§ **Fragmento**
━━━━━━━━

La muerte suele activar reacciones generosas en la misma proporción en que las trayectorias en vida despiertan toda clase de mezquindades. En estas últimas horas, muchos han puesto sobre la mesa cómo las personas que se dedican a la política –o tienen una especial relevancia pública– son juzgadas de forma implacable, sin medir las consecuencias y con el ojo puesto en los errores y las omisiones. A veces, semejante dinámica deshumanizadora no se resiste o se tramita a un costo muy alto. En esa intensa proyección de deseos de perfección se soslaya que no siempre se hace lo que se puede, que ciertas circunstancias son más fuertes que la voluntad y que en ocasiones se terminan recorriendo caminos que nunca se quisieron. Luego, cuando la muerte hace su trabajo, sobrevienen la culpa y la necesidad de compensación simbólica.
La repentina partida de Eduardo Bonomi, además de dolor, deja sobrevolando algo de esto. Fue duramente atacado en vida por sus opciones políticas y por la enorme visibilidad que adquirió en su gestión del Ministerio del Interior (MI). Resistió –en apariencia– imperturbable, se apegó a sus convicciones y las canalizó con tozudez. Fue un líder relevante dentro de la izquierda, pero no por su carisma ni por su irrupción fugaz: lo suyo fue la permanencia y la constancia. Estratégico, sencillo, articulador y confiable, forjó su carrera como un dirigente y un gobernante serio. También fue duro, tenaz y empecinado. Trabajó por objetivos que lo trascendían, y es muy probable que jamás haya imaginado que estaría al frente de la cartera de seguridad por una década.

━━━━━━━━

§ **La consigna**
Según el fragmento sobre Eduardo Bonomi, ¿qué ministerio gestionó con enorme visibilidad?

§ **Entradas sin procesar**
━━━━━━━━

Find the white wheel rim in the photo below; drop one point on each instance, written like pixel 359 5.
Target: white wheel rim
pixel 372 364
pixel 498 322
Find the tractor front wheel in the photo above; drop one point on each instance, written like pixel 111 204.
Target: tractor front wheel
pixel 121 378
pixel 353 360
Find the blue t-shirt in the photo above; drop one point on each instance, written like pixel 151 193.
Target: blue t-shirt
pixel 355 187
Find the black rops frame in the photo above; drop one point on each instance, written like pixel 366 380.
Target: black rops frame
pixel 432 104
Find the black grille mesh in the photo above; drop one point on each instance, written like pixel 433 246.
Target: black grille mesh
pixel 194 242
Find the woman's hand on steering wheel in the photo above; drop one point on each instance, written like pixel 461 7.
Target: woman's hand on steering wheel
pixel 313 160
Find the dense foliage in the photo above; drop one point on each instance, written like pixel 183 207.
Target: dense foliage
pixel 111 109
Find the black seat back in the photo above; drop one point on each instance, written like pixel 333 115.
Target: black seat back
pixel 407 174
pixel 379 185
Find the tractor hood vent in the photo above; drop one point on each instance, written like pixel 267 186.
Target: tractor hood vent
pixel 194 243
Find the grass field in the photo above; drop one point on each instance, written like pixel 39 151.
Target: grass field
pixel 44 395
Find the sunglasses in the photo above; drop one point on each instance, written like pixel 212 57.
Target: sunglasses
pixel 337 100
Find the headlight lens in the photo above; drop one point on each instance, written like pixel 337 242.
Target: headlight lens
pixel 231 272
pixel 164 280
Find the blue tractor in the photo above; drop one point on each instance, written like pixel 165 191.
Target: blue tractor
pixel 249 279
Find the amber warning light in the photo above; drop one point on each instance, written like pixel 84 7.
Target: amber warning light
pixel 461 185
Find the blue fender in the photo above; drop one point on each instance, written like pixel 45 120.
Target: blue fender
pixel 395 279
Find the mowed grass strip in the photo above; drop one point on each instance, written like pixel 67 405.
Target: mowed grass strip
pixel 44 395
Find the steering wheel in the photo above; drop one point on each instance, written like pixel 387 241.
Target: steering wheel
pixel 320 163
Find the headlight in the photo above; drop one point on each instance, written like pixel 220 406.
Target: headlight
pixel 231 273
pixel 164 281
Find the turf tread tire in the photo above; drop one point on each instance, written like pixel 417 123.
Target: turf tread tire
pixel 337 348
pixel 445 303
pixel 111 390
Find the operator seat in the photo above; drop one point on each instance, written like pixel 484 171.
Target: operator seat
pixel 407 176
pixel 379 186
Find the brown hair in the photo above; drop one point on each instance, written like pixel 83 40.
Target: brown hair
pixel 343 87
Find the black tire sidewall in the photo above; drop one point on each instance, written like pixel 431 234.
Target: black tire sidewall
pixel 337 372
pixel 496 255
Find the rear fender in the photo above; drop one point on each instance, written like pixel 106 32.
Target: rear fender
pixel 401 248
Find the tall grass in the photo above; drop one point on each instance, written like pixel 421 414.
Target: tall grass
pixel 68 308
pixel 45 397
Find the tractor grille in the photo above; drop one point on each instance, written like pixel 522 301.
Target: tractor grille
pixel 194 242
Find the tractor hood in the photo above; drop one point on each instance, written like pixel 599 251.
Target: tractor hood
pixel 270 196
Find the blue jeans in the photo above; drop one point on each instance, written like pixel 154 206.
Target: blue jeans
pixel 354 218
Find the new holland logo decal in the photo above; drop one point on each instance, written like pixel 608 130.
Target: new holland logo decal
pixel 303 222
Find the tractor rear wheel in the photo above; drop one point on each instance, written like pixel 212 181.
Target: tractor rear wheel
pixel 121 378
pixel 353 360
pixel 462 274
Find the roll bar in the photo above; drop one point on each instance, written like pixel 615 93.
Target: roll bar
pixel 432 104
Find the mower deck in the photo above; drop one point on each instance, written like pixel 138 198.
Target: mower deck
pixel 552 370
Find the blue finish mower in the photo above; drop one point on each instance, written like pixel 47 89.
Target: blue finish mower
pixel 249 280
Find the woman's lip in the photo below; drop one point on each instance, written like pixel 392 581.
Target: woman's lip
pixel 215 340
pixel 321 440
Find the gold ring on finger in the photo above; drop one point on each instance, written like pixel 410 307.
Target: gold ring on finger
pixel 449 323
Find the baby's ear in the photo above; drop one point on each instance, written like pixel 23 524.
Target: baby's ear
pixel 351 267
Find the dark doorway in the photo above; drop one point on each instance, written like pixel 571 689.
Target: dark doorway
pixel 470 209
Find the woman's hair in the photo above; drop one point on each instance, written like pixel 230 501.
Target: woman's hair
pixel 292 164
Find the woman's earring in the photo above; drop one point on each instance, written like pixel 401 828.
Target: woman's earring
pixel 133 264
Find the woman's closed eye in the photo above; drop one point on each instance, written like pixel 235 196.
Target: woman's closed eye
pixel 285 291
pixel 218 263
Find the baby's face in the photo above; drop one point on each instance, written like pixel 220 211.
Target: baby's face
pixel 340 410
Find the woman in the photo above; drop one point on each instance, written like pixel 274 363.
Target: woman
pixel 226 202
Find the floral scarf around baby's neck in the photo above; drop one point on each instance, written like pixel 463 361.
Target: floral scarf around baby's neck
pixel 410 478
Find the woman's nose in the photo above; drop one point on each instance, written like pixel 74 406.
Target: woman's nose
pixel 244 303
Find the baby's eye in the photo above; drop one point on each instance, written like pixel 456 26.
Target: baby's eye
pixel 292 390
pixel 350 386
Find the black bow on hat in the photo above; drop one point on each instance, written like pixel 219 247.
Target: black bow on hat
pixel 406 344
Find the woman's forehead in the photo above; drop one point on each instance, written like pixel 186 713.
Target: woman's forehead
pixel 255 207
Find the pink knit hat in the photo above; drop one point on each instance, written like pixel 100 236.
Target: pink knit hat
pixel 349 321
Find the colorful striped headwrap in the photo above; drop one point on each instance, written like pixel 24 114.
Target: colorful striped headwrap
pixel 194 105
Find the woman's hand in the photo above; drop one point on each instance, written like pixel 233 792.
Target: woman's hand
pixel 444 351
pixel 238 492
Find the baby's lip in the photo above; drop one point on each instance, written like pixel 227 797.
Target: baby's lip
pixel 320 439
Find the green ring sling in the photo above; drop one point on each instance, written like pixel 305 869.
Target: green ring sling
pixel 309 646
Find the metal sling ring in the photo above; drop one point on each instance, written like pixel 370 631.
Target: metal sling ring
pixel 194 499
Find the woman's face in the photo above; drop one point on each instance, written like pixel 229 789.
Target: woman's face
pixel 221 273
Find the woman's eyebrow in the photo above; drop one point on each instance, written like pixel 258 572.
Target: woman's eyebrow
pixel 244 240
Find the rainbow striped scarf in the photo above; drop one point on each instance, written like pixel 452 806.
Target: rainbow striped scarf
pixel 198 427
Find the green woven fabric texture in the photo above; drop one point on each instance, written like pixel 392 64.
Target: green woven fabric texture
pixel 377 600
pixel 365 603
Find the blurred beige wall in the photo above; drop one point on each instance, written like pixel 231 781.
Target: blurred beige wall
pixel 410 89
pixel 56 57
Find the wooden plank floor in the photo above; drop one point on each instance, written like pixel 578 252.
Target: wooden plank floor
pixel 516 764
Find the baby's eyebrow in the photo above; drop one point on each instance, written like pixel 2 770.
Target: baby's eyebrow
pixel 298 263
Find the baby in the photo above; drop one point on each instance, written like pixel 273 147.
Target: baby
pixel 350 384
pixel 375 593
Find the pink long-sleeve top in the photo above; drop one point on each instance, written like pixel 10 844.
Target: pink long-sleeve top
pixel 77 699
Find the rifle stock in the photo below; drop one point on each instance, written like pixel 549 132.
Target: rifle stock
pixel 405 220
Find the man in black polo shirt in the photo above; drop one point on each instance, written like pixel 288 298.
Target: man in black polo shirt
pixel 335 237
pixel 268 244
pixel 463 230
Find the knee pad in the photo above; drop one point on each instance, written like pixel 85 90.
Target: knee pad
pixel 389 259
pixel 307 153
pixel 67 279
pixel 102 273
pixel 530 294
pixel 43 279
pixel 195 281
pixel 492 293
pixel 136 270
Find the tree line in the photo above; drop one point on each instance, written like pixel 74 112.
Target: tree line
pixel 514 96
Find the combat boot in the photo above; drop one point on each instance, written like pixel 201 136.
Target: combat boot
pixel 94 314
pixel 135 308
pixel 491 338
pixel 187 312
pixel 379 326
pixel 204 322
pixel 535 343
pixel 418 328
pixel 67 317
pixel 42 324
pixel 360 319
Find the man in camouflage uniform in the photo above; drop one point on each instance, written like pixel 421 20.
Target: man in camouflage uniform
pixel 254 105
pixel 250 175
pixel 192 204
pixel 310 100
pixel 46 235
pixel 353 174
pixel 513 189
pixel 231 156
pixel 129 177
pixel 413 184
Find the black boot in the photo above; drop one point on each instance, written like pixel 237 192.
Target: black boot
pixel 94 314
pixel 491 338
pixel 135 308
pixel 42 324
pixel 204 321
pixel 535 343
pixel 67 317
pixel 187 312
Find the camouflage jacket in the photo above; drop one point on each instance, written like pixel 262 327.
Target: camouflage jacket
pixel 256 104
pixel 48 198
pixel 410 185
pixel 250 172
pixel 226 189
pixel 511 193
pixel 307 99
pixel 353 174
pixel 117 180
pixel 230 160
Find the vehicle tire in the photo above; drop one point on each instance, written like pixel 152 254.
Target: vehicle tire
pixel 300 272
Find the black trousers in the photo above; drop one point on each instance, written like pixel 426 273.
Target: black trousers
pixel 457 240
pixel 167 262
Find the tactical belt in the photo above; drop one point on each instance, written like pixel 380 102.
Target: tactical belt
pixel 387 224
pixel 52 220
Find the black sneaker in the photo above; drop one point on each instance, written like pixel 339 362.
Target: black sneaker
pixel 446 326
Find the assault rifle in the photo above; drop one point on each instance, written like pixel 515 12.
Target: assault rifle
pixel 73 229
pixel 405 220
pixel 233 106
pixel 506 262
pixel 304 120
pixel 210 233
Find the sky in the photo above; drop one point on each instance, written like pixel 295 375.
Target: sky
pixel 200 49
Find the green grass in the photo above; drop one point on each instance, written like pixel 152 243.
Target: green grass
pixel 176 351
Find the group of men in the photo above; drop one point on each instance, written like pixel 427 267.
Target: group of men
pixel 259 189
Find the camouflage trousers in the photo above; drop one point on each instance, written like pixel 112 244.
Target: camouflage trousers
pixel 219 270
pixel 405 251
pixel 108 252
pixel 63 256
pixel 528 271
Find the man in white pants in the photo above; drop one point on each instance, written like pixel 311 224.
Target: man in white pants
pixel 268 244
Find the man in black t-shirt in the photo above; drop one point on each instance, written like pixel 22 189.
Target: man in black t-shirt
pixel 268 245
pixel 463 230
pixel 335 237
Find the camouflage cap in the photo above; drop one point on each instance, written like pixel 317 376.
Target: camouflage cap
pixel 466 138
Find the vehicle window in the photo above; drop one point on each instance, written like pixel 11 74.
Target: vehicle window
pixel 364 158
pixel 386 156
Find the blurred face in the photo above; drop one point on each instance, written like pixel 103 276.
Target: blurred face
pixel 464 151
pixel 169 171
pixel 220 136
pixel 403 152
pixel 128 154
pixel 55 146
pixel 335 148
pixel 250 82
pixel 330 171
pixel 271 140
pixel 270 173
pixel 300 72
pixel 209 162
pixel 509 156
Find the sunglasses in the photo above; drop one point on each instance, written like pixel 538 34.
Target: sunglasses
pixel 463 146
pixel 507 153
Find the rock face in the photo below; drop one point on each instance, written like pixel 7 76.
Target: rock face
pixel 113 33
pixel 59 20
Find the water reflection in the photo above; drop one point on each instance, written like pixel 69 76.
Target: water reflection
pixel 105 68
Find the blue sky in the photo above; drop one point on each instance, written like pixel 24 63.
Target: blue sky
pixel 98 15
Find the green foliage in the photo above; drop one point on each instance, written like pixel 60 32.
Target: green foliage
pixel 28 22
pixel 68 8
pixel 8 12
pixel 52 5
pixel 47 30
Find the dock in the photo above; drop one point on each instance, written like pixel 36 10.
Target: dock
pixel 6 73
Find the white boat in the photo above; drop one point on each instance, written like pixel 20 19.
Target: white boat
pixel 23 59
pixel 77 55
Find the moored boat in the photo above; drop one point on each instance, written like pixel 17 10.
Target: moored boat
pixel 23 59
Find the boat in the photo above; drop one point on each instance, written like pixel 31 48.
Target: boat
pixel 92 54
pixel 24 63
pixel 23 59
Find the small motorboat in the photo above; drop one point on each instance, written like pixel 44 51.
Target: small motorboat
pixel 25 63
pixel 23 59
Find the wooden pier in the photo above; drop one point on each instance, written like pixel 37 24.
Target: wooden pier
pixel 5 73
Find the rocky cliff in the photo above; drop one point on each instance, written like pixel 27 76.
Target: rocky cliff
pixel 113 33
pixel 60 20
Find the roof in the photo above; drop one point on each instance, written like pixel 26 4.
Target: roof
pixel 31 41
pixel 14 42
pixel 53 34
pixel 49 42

━━━━━━━━

§ **Respuesta escrita**
El Ministerio del Interior.